___ Input for this task

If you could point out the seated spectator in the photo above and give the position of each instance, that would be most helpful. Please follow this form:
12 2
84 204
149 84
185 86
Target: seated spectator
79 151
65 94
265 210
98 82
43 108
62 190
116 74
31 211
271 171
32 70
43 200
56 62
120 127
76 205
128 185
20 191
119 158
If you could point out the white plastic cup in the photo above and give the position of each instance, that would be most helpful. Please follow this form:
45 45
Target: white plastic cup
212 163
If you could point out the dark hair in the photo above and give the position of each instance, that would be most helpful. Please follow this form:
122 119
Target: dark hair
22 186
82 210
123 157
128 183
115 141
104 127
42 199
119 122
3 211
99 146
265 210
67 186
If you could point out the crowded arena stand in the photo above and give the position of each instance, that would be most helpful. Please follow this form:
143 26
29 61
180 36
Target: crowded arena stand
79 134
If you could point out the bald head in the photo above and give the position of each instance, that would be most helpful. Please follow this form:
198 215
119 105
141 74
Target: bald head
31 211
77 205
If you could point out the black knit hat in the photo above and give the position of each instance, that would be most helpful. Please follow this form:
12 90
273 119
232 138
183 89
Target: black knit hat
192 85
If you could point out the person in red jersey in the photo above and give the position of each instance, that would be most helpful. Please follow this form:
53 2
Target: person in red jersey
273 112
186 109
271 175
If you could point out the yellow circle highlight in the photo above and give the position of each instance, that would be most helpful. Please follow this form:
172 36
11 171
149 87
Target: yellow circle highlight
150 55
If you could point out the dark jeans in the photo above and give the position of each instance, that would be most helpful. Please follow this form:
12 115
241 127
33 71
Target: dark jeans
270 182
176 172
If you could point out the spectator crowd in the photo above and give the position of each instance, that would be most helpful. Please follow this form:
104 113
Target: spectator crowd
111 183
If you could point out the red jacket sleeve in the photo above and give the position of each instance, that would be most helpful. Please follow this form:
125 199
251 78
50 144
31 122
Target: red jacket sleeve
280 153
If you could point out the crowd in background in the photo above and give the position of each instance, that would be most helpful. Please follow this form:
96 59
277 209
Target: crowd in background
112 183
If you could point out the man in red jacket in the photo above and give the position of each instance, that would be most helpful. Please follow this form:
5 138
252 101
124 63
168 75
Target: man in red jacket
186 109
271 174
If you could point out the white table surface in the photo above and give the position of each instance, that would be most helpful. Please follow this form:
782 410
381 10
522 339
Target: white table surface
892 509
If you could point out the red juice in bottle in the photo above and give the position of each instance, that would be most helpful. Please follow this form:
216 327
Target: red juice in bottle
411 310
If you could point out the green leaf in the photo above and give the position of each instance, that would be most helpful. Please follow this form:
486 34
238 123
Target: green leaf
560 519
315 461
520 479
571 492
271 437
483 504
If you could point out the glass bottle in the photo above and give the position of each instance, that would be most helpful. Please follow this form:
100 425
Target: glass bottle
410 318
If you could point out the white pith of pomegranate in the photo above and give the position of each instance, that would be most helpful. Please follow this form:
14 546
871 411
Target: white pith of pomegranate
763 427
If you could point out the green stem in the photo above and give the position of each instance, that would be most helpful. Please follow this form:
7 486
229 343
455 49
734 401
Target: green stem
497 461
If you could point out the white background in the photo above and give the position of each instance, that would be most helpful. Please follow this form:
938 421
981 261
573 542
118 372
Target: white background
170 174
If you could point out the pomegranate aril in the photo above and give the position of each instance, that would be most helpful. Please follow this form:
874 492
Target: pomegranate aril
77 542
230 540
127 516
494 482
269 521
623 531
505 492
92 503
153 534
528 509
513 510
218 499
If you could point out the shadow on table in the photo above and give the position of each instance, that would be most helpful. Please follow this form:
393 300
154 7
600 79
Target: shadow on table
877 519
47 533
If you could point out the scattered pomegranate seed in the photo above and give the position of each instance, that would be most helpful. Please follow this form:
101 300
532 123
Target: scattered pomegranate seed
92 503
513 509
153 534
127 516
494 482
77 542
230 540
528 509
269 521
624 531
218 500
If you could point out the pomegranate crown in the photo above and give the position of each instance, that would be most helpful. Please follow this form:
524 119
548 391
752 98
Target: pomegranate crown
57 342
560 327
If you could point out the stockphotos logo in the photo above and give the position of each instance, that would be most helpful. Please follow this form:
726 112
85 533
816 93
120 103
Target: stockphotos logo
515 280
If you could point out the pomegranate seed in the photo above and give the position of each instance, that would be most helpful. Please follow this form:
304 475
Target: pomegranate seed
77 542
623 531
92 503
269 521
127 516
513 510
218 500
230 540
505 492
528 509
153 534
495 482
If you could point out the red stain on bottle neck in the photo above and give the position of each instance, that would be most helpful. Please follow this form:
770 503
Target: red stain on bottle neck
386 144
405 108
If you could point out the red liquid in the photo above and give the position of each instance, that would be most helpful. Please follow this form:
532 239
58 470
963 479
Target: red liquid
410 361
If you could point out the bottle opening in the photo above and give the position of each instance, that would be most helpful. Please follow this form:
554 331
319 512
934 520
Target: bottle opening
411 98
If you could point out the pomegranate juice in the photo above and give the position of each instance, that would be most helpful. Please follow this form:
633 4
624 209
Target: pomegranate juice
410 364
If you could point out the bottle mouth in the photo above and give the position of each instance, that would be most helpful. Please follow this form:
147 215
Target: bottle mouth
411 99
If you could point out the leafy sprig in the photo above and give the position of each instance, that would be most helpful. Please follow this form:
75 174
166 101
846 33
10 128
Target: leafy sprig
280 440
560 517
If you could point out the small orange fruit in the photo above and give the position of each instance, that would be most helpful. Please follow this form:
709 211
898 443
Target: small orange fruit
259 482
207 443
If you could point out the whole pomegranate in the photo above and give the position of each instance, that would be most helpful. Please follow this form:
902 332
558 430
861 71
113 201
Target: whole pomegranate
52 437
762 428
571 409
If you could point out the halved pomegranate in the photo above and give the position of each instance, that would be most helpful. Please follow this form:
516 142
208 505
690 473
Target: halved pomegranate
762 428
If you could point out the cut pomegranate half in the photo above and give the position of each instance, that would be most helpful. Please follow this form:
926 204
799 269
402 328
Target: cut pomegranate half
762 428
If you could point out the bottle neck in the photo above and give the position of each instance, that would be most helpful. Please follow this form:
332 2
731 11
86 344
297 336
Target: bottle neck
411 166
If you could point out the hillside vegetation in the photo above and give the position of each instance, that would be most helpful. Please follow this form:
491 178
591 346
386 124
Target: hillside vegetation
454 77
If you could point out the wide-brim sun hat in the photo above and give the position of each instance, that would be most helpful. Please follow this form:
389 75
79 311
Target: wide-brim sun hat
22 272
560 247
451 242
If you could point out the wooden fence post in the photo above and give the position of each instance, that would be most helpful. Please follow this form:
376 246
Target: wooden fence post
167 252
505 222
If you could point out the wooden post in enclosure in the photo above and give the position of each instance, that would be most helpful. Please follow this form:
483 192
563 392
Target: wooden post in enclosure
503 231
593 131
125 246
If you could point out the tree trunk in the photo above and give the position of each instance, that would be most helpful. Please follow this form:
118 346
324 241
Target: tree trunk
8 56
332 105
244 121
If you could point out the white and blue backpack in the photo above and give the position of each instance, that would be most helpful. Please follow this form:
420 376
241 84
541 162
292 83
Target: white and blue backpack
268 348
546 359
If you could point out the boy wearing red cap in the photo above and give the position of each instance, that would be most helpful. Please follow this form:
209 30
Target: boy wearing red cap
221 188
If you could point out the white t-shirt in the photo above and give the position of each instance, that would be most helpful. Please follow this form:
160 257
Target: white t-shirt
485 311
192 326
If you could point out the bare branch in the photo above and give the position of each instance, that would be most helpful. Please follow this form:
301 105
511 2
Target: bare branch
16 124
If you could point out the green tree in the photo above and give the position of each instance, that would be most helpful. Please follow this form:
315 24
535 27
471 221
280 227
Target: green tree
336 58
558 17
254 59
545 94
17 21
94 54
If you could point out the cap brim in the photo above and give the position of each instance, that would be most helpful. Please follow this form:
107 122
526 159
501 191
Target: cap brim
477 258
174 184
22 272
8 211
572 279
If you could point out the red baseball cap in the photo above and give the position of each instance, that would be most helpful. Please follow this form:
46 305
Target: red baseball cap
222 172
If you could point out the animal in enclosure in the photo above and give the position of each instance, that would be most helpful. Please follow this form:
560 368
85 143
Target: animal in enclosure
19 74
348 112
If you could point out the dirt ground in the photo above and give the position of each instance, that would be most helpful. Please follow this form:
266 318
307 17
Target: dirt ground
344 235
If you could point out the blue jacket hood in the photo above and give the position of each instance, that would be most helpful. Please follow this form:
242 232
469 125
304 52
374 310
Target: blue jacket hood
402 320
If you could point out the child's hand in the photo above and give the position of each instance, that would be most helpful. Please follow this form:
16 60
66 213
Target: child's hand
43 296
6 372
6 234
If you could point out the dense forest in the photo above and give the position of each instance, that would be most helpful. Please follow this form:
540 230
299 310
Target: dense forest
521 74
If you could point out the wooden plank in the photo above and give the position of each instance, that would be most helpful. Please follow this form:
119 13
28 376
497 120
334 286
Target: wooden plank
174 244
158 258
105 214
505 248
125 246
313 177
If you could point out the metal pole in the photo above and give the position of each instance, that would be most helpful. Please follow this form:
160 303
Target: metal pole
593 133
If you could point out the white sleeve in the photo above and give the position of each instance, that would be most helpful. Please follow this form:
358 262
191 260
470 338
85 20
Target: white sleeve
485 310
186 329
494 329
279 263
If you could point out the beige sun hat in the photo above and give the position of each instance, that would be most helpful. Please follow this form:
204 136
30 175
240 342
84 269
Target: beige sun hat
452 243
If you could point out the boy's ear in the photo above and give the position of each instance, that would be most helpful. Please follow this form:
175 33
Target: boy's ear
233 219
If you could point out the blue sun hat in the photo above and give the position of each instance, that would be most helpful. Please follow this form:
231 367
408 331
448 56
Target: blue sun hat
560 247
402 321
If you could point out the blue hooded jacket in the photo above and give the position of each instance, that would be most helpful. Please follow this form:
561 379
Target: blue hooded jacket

______

Prompt:
Only the lines from the one with "If you could point out the blue jacket" through the end of the material are wanted; copy them exactly, both ends included.

Response to this task:
If you could point out the blue jacket hood in the photo above and give the position of each instance, that would be most helpful. Please follow this form:
242 232
469 125
304 52
374 310
Target: blue jacket hood
402 320
If you could point out the child's hand in the photo above and give the position of each instance, that would be most helpful. Please follow this form:
16 60
66 213
Target: child's hand
43 296
6 372
6 234
If you could point out the dense forest in the photo above and give the position of each instance, that would be most helpful. Please follow this form:
540 230
299 310
Target: dense forest
521 74
If you could point out the wooden plank in the photo above and give the position of each instance, that would be most helpful. Please follow this form:
119 13
28 376
497 120
334 286
Target: wooden plank
174 244
158 258
105 214
505 248
125 246
313 177
If you could point out the metal pole in the photo above and give the position of each instance, that would be most helpful. Please follow this form:
160 303
Target: metal pole
593 133
If you could point out the white sleeve in the photo above and give the position of each instance, that would be most helpful. Please follow this form:
358 262
191 260
470 338
85 20
Target: white sleeve
485 310
186 329
494 329
279 263
If you could point out the beige sun hat in the photo above and give the position of each instance, that would be most helpful. Please follow this form:
204 136
30 175
240 342
84 269
Target: beige sun hat
452 243
If you could point out the boy's ear in the photo above and give the position of each instance, that would be most helpful. Please follow this form:
175 33
Target: boy's ear
233 219
If you could point out the blue sun hat in the photo above and give the position of each instance, that would be most helpful. Please follow this form:
231 367
408 331
448 56
Target: blue sun hat
560 247
402 321
If you could point out the blue hooded jacket in the photo above and give the position of each instance, that would be most helpful. Please follow this form:
561 379
Target: blue hooded jacket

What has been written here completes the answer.